DO THIS: Print every line of the records below without any changes, but leave out the pictures.
[START OF PROVIDED DATA]
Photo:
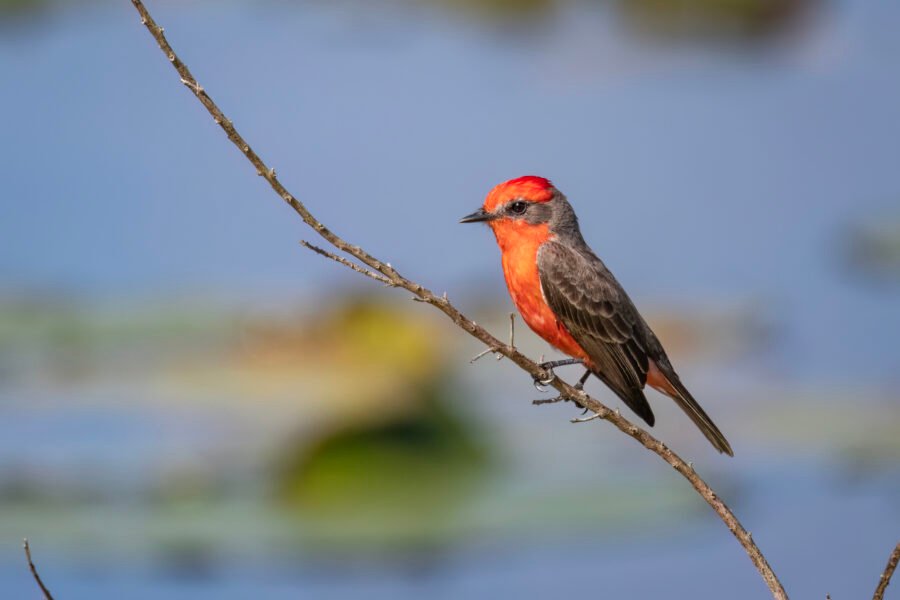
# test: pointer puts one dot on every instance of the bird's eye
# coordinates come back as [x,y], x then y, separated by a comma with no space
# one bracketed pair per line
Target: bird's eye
[END OF PROVIDED DATA]
TASK ANSWER:
Photo:
# test: pointer puts one dot on every instance of the bird's eye
# coordinates come back as [x,y], x then y, separated by a comma with no space
# one bracketed pair per line
Target: bird's eye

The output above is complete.